### Exercise
Could you set down every one of the records below, line for line, without changing anything?

(Excerpts of location labeling data)
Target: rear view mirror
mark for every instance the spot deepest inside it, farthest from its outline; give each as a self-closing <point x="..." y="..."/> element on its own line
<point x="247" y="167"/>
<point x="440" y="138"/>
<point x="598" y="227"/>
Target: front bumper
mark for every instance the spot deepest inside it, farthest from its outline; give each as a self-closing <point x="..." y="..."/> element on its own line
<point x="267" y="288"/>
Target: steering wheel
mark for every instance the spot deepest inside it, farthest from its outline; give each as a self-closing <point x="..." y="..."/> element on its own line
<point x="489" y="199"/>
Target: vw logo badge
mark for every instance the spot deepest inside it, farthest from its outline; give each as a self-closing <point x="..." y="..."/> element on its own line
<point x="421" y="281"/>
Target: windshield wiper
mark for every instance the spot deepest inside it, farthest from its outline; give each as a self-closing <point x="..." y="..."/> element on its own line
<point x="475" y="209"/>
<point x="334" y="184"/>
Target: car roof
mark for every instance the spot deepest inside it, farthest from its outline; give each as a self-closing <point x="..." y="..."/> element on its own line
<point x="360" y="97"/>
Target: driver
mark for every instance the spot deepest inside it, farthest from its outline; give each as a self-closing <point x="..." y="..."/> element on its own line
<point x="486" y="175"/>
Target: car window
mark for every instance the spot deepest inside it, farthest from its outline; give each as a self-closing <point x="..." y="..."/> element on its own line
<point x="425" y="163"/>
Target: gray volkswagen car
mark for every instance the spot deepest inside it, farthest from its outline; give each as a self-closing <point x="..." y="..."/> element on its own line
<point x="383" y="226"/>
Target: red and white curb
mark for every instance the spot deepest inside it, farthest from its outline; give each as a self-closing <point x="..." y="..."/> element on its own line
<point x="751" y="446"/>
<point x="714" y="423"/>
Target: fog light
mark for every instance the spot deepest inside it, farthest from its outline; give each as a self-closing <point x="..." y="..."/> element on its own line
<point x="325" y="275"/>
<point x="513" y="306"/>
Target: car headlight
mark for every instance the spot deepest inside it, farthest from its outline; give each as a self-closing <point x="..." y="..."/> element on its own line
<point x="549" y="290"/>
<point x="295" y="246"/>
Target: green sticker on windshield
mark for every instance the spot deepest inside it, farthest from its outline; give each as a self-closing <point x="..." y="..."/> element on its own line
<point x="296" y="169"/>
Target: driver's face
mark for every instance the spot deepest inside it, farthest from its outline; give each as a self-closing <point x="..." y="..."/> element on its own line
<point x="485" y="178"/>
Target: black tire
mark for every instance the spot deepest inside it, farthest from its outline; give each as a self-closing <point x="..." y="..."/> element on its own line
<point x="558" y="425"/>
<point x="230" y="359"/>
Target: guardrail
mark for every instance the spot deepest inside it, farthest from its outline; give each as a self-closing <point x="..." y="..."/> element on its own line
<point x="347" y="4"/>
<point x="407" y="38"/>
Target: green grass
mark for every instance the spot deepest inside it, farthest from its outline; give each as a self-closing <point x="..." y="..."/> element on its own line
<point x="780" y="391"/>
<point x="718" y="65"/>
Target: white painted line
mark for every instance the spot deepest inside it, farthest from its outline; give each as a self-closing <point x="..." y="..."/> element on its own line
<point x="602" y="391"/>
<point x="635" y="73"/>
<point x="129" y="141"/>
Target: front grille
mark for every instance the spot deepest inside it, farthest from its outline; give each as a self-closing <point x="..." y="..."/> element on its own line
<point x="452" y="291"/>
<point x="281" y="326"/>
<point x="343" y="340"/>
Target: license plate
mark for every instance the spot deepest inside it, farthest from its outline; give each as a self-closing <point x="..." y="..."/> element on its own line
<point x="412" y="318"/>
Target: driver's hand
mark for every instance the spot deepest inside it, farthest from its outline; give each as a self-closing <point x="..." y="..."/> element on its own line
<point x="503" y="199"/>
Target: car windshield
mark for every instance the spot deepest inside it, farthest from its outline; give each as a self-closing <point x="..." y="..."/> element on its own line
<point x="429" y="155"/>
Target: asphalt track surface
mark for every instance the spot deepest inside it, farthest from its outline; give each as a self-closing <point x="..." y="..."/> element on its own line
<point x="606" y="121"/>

### Written response
Target: rear view mirror
mark for every instance the spot deepest inside it, farthest from its outline; give each as a self-closing <point x="..." y="..."/> element on its own line
<point x="247" y="167"/>
<point x="440" y="138"/>
<point x="598" y="227"/>
Target: front bumper
mark for every instance the spot deepest inside it, farthest from its outline; give each as a self-closing <point x="..." y="..."/> element on its own line
<point x="267" y="288"/>
Target: steering wheel
mark for every instance the spot deepest inside it, farthest from its outline; give each as a self-closing <point x="..." y="..."/> element on its own line
<point x="489" y="199"/>
Target: vw logo badge
mark for every instance the spot deepest inside it, farthest from its outline; give each as a self-closing <point x="..." y="..."/> element on its own line
<point x="421" y="281"/>
Target: windshield wiper
mark for every instance the spot deepest inside it, farthest from its outline; give each as a self-closing <point x="..." y="..."/> element on its own line
<point x="475" y="209"/>
<point x="334" y="184"/>
Target: car roof
mark for every instance the spot deepest inside it, farthest from its outline; give each as a self-closing <point x="..." y="..."/> element on its own line
<point x="360" y="97"/>
Target: driver
mark for every instance the spot deepest inside it, farthest from its outline; give each as a self-closing <point x="..." y="..."/> element on its own line
<point x="486" y="175"/>
Target: car window
mark for every instance the spot deepest inside it, farthest from its outline; give each as a self-closing <point x="..." y="..."/> element on its own line
<point x="425" y="163"/>
Target: gray volkswagen car
mark for every instance the spot deepest inside it, farthest from its outline; give each as a self-closing <point x="..." y="..."/> element on its own line
<point x="383" y="226"/>
Target: red and white curb
mark for every instance the spot deepest inside it, farthest from its outline; give each as a self-closing <point x="..." y="..."/> element on its own line
<point x="751" y="446"/>
<point x="714" y="423"/>
Target: fog light
mark for every instance the spot deepest inside it, farthest from its outline; give each as a self-closing <point x="..." y="..."/> element on its own line
<point x="325" y="275"/>
<point x="513" y="306"/>
Target: car headlight
mark for every instance the spot deepest inside it, farthest from its outline; give each as a self-closing <point x="..." y="..."/> element on its own line
<point x="549" y="290"/>
<point x="295" y="246"/>
Target: green sticker on windshield
mark for every instance the spot deepest inside it, farthest from its outline; give each as a self-closing <point x="..." y="..."/> element on its own line
<point x="296" y="169"/>
Target: driver's face
mark for every instance the spot deepest inside it, farthest from its outline; give each as a self-closing <point x="..." y="..."/> element on its own line
<point x="485" y="178"/>
Target: black tire
mark for every instance the spot deepest inside it, farthest from its outline; give each as a self-closing <point x="..." y="..."/> element on its own line
<point x="558" y="425"/>
<point x="230" y="359"/>
Target: guardrail
mark for every instance the spot deepest inside it, farthest from its outline; give each as a self-closing <point x="..." y="..."/> element on its own line
<point x="347" y="4"/>
<point x="407" y="38"/>
Target: green grass
mark for every instance the spot deepest inside it, farthest from its outline; give each as a self-closing <point x="..." y="..."/> element on its own line
<point x="780" y="391"/>
<point x="718" y="65"/>
Target: white painted line
mark for every instance the spot deepest inside it, farthest from its outline; give each as a self-closing <point x="..." y="..."/> element on its own line
<point x="602" y="391"/>
<point x="635" y="73"/>
<point x="129" y="141"/>
Target: front grille
mark for every instance the spot deepest inside it, farthest from its outline; give each as a self-closing <point x="..." y="..."/> element on its own line
<point x="452" y="291"/>
<point x="281" y="326"/>
<point x="343" y="340"/>
Target: license plate
mark for every instance the spot deepest inside it, farthest from its outline; give each as a self-closing <point x="..." y="..."/> element on its own line
<point x="412" y="318"/>
Target: driver's hand
mark for every instance the spot deepest inside it, farthest from its outline; give each as a self-closing <point x="..." y="..."/> element on its own line
<point x="503" y="199"/>
Target: car windshield
mark for every instance the spot deepest inside it, farthest from its outline; give each as a self-closing <point x="..." y="..."/> element on its own line
<point x="429" y="155"/>
Target: asphalt track surface
mark for every instance the spot deepest inside it, farthest from its outline; give each as a self-closing <point x="..." y="..."/> element on its own line
<point x="606" y="121"/>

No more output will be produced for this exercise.